AUSGANGSTEXT:
---

"Straight Outta Giasing" Diese Doku zeigt den Aufstieg des Münchner Bier-Underdogs: Giesinger Bräu
Vom Flaschensammler zum Bier-Revoluzzer: Ein neuer Dokumentarfilm zeigt, warum Steffen Marx und sein Giesinger Bräu unter den Münchner Brauereien so etwas wie die Punks sind. Und vor Ort wird auch schnell klar, was das Giesinger so besonders macht.
Drei Meter sind sie bestimmt hoch, die grauen Bier-Tanks, hier im Hinterzimmer des Giesinger Bräustüberls in München. "Wir sind mitten im Sudhaus", erklärt Giesinger-Chef Steffen Marx. "Hier brauen wir noch unsere Spezialitäten." Die Luft schmeckt nach Hopfen und Malz. Und in jedem dieser Tanks gären 6.000 Liter Bier. Das sind 6.000 Maß oder 12.000 Halbe, schon ein Tank müsste also den täglichen Bierbedarf einer Kleinstadt decken.

---

KURZE AUFGABE A: Geben Sie den Text über Giesinger Bräu von „Drei Meter sind“ bis einschließlich „einer Kleinstadt decken.“ wortgetreu wieder.
KURZE AUFGABE B: Wie viele Liter Bier gären laut dem Text über Giesinger Bräu in jedem der Tanks?
KURZE AUFGABE C: Führen Sie den Text über Giesinger Bräu im Anschluss an seinen letzten Satz weiter.

Daten zur Koordinatenbeschriftung
---

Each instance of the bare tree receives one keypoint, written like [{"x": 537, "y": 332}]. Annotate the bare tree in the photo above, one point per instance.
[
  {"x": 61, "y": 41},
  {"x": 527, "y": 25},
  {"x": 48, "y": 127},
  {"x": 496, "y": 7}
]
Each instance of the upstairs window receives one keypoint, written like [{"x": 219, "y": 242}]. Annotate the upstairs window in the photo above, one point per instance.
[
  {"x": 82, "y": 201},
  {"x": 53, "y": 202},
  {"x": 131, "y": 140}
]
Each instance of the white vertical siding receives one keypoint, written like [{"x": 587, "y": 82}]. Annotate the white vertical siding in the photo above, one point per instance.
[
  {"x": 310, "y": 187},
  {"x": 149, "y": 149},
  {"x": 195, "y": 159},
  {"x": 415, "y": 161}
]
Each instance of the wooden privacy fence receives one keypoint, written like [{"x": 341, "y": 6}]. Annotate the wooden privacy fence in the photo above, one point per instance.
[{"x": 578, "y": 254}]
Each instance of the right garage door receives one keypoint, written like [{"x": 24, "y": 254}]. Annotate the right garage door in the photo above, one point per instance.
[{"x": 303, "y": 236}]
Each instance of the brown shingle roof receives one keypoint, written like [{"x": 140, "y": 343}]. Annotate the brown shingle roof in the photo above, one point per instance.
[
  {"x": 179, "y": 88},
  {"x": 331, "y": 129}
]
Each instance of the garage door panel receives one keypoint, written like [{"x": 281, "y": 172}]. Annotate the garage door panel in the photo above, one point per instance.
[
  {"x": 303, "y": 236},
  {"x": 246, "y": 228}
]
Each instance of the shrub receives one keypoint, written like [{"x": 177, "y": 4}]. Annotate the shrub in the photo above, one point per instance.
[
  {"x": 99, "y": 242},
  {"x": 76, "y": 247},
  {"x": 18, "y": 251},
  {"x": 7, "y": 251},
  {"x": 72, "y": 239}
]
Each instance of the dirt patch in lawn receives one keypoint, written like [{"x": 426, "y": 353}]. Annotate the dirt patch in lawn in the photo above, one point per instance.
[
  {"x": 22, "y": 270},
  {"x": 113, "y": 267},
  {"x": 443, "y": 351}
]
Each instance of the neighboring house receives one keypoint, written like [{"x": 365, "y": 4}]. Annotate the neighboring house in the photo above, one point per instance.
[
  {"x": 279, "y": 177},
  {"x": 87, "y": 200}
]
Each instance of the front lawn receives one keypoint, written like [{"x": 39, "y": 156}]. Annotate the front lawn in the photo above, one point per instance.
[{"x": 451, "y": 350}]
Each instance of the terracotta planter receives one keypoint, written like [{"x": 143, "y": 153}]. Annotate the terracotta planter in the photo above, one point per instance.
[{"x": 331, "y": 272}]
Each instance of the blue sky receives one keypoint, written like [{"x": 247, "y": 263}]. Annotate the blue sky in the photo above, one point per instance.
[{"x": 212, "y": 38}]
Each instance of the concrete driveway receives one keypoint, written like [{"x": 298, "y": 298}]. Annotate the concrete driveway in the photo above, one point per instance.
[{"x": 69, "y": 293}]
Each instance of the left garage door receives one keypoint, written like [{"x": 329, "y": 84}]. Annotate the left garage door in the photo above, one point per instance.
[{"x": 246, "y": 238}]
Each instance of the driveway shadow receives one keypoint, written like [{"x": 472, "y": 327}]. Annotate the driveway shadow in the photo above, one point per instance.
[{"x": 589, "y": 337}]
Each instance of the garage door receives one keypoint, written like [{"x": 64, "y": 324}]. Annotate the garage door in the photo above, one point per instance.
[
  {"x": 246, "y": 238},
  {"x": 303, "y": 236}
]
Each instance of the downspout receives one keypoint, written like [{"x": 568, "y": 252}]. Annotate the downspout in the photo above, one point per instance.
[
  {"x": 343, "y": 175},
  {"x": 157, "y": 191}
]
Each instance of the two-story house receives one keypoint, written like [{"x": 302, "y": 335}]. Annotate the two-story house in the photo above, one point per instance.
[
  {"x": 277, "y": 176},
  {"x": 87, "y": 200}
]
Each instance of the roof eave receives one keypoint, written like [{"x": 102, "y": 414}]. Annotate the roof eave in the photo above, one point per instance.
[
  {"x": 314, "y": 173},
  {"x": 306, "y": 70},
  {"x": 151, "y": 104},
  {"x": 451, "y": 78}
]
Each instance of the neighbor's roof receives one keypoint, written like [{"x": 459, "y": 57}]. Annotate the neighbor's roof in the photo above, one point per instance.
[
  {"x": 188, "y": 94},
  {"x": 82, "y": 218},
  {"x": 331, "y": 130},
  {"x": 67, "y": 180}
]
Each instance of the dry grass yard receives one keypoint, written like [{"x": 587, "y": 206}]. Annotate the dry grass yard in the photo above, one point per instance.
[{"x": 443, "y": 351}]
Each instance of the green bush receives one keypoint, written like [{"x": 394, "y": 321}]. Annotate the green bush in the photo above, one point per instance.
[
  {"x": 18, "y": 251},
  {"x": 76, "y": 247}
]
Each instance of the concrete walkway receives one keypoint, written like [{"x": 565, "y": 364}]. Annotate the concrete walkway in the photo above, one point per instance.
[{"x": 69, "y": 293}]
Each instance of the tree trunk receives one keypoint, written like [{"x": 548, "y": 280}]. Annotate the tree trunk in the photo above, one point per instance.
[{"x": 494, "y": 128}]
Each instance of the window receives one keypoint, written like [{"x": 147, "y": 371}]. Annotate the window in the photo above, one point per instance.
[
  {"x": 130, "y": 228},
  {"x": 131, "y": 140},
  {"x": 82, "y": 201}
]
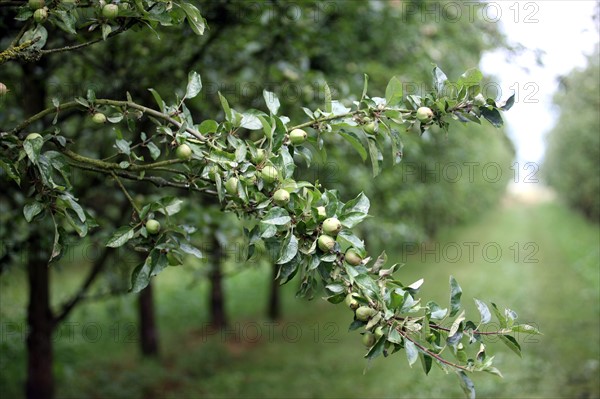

---

ANTWORT A:
Drei Meter sind sie bestimmt hoch, die grauen Bier-Tanks, hier im Hinterzimmer des Giesinger Bräustüberls in München. "Wir sind mitten im Sudhaus", erklärt Giesinger-Chef Steffen Marx. "Hier brauen wir noch unsere Spezialitäten." Die Luft schmeckt nach Hopfen und Malz. Und in jedem dieser Tanks gären 6.000 Liter Bier. Das sind 6.000 Maß oder 12.000 Halbe, schon ein Tank müsste also den täglichen Bierbedarf einer Kleinstadt decken.

ANTWORT B: 6.000 Liter

ANTWORT C:
Neuer Dokumentarfilm: "Straight Outta Giasing"
Die größte Besonderheit aber, sagt der Giesinger-Gründer Steffen Marx, der mich durch seine Brauerei führt, ist auf dem Boden vor den Tanks: "Unser Logo ist hier in kleinen Mini-Fliesen auf den Boden vor der Eingangstür gefliest." Das Motiv dürfte vielen bekannt sein: Die Heilig-Kreuz-Kirche vom Giesinger Berg liegt hier als Bodenmosaik. "Das war auch recht teuer. Im Bau ist es ja immer so: hintenraus fehlt dir die Kohle, dann streichst du die coolen Sachen immer weg. Da haben wir gesagt: Wir legen das zuerst rein, nicht dass es nachher gestrichen wird", erklärt Marx.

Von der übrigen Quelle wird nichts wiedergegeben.